- Task directions:
Wherever a line of the data contains "with", copy that line.

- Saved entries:
____
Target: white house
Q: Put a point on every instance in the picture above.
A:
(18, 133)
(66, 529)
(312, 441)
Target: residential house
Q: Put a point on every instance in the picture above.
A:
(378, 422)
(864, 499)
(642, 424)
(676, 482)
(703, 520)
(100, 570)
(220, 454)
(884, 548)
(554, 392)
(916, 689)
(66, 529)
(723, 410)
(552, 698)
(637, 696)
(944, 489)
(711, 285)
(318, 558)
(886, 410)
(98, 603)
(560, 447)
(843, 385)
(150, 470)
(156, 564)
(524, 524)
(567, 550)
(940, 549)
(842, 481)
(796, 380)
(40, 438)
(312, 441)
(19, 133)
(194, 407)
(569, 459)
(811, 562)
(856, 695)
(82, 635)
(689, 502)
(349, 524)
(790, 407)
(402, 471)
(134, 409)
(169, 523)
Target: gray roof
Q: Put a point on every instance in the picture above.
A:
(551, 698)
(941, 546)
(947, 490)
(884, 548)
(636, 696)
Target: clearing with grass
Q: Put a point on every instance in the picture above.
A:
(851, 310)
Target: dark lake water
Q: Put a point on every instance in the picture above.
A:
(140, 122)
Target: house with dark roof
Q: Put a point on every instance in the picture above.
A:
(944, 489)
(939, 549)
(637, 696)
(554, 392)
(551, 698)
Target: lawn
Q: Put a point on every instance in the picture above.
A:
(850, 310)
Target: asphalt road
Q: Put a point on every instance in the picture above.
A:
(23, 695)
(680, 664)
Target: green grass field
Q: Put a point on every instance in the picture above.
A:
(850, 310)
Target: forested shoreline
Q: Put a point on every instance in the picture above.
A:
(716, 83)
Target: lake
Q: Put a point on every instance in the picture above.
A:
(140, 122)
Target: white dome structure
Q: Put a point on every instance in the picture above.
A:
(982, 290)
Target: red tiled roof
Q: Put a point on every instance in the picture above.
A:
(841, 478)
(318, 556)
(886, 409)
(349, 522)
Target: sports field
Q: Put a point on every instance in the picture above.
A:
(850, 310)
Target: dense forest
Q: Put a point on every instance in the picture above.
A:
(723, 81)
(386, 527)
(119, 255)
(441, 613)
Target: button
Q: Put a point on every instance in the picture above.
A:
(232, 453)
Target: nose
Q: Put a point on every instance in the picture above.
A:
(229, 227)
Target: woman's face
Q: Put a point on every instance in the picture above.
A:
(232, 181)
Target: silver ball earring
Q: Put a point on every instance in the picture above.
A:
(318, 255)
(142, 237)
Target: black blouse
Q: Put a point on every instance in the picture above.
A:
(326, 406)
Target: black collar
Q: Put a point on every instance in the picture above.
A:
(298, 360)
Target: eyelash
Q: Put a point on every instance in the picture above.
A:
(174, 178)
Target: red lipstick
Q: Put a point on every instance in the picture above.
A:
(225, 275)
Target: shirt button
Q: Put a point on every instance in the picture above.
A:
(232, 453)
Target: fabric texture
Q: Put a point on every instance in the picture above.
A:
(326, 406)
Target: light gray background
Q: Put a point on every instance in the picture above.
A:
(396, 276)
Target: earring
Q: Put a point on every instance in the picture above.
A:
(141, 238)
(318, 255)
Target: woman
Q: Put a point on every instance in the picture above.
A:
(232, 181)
____
- Task solution:
Target: clearing with grass
Target: house with dark roof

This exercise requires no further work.